**JOB:** Take the lines from the one containing "TARGET = long dark hair" through the final line below and restate them exactly. Omit the pictures.

----------

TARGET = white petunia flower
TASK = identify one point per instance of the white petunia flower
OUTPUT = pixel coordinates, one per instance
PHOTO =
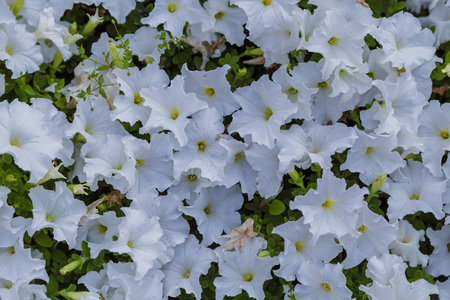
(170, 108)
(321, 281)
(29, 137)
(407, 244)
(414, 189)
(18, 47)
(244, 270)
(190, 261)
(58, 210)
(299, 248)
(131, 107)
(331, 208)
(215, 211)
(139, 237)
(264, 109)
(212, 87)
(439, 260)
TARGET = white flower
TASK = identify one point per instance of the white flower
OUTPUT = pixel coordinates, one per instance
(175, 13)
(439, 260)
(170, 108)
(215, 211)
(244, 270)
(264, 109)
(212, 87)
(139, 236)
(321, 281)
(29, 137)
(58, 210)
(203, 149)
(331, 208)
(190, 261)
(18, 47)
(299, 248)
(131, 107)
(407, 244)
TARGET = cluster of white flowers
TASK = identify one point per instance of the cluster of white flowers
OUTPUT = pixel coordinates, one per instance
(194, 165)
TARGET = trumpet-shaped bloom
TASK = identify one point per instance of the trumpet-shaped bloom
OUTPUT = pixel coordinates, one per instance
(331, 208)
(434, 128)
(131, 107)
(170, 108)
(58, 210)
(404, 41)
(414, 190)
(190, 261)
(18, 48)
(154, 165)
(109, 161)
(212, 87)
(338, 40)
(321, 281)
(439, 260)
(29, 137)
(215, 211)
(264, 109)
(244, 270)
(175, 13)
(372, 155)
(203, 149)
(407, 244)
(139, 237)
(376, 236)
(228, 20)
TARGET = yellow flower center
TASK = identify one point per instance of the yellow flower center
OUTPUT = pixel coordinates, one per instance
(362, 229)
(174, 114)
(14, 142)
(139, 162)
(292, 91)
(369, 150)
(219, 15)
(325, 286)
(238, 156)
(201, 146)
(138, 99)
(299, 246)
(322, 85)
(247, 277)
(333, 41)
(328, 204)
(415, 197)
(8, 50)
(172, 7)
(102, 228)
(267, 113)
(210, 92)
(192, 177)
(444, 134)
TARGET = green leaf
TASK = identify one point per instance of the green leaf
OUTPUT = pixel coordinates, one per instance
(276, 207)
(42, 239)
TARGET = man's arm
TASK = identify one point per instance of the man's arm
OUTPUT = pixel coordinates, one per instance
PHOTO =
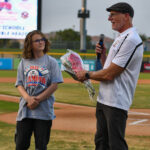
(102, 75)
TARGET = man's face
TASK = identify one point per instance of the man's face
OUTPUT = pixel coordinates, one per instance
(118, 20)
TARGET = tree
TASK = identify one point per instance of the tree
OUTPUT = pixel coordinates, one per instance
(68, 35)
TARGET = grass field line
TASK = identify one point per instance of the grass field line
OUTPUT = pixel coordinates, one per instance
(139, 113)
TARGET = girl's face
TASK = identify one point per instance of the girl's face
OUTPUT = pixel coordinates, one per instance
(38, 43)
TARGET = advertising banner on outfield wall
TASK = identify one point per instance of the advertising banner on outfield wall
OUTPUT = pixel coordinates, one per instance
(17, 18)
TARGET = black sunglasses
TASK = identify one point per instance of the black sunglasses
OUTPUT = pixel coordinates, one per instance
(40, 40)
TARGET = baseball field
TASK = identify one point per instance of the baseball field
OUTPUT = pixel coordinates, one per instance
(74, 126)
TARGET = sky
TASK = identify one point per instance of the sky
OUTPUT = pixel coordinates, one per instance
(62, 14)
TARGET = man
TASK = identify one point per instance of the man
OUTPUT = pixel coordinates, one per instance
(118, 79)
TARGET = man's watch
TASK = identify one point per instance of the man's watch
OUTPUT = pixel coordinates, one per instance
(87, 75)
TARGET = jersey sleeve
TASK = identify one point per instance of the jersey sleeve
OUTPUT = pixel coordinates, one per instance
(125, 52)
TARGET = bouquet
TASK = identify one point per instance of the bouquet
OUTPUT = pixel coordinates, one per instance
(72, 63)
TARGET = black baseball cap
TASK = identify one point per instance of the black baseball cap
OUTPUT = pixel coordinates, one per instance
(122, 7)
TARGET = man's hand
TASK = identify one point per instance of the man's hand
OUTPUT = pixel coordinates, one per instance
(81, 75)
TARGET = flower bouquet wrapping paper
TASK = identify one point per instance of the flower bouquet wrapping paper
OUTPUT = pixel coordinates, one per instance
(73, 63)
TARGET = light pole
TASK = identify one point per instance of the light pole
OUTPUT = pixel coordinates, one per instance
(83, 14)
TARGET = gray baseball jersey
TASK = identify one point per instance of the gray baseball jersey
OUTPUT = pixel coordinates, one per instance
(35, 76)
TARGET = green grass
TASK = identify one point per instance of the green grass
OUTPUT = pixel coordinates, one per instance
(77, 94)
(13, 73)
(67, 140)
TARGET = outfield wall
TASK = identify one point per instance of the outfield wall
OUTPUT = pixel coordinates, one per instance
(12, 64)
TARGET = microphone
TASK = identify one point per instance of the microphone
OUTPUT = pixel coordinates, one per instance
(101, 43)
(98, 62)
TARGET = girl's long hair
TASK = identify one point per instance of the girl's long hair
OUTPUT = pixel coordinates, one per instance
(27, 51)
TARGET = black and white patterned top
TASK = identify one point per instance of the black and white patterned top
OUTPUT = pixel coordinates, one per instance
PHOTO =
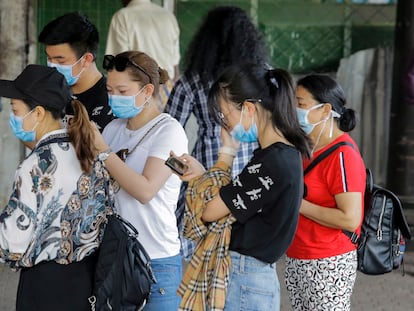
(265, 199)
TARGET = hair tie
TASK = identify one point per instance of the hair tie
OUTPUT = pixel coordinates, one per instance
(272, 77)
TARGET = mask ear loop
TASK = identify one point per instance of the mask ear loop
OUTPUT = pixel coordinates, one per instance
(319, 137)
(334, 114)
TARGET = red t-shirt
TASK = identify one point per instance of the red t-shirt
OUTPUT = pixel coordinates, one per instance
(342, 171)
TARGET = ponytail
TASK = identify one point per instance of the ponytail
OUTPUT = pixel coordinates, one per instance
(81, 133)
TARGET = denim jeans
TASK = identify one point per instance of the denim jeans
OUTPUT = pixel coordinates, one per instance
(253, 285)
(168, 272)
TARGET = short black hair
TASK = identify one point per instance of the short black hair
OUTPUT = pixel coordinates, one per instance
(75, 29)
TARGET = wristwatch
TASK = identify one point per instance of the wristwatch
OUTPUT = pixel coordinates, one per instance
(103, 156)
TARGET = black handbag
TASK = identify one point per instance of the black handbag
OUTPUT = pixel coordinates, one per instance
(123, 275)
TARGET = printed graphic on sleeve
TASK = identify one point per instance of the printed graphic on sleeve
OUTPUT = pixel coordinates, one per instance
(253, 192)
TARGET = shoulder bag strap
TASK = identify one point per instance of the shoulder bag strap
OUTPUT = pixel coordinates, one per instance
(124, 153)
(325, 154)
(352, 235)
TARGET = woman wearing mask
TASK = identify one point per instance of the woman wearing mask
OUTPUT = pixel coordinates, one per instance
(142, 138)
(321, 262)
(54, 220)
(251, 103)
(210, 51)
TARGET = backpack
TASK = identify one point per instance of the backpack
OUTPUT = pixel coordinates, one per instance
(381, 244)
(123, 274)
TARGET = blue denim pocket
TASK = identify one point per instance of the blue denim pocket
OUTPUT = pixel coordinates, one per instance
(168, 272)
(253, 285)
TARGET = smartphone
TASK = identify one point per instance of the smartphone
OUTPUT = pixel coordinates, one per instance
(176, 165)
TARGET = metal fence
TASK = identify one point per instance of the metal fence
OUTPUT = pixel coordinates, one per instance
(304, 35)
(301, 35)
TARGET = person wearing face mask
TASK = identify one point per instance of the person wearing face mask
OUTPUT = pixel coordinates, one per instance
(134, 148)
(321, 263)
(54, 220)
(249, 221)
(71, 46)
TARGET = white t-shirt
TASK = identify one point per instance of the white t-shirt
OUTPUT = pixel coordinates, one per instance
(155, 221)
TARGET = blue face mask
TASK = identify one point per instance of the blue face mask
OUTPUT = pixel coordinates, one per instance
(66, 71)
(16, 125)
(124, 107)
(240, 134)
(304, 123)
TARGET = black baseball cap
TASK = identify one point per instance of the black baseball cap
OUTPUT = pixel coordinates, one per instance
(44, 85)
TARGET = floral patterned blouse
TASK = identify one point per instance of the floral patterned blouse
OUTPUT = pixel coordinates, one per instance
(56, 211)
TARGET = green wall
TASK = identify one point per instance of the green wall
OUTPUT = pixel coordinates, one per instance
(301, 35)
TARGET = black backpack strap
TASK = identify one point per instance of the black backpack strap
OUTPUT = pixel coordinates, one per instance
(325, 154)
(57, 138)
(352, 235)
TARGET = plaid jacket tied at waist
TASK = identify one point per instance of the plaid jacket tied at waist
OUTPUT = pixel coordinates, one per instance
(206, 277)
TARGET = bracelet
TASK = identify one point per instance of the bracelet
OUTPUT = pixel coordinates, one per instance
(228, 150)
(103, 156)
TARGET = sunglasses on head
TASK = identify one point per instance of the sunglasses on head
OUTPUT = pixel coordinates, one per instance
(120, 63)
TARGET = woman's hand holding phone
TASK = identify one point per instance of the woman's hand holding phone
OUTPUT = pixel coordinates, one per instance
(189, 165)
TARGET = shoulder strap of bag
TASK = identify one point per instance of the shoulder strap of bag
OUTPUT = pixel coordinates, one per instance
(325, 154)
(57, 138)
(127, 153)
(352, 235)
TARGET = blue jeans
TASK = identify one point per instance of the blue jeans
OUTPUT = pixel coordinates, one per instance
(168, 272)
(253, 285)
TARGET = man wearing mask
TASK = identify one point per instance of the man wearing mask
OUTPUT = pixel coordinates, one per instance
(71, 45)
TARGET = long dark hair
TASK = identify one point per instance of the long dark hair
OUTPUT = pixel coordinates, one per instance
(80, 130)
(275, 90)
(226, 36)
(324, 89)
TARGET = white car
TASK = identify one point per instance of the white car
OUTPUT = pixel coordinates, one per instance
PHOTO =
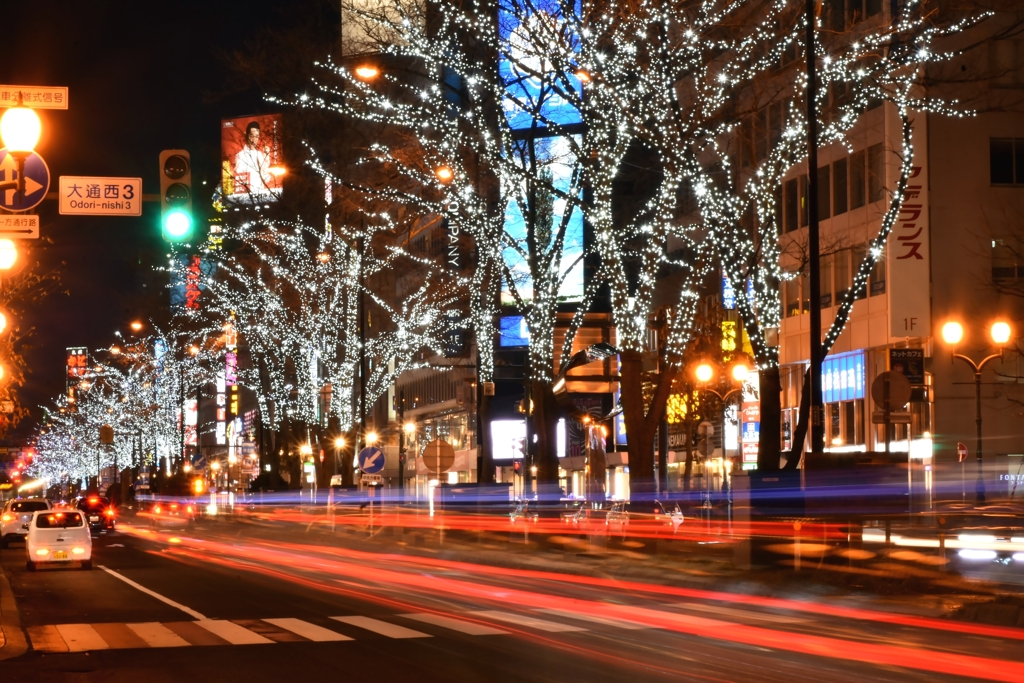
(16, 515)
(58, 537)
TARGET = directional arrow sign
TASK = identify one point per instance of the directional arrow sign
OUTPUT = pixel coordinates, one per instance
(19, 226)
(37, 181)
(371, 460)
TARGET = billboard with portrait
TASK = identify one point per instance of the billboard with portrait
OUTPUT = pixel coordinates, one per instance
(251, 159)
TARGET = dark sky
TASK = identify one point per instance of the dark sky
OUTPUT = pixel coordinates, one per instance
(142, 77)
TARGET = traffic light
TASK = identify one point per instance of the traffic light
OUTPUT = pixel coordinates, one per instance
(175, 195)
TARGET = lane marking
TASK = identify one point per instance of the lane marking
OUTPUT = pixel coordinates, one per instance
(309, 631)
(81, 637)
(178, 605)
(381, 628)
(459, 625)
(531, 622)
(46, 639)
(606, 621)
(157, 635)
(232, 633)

----------

**WORKED SOLUTION:**
TARGET = long dark hair
TASK = identify one point per instance of the long dark hair
OUTPUT = pixel coordinates, one per instance
(80, 130)
(275, 90)
(226, 36)
(324, 89)
TARGET = white car
TASK = identify one point per instance of the white car
OUTPUT = pixel coordinates, one per instance
PHOTO =
(16, 515)
(58, 537)
TARGET = directional arrow sign
TASK = identify one point per instance of the directional arrow sign
OUTPUT = pixel coordinates, one per instance
(19, 226)
(37, 181)
(371, 460)
TARGET = billboard with portrait
TASK = identify one point per instance of the billboard with portrait
OUTPUT = pixel coordinates, one per instance
(251, 159)
TARGET = dark sky
TASK = identify one point per instance of the dark sky
OUTPUT = pixel coordinates, one per instance
(142, 77)
TARGET = traffic light
TASK = identify one point per instance of the traffic light
OUTPUT = pixel coordinates, one per instance
(175, 195)
TARGET = lane marking
TASK = identify one point per instance of the lane marking
OUTPUT = pixel coordinates, one per instance
(309, 631)
(81, 637)
(178, 605)
(381, 628)
(459, 625)
(531, 622)
(46, 639)
(606, 621)
(157, 635)
(232, 633)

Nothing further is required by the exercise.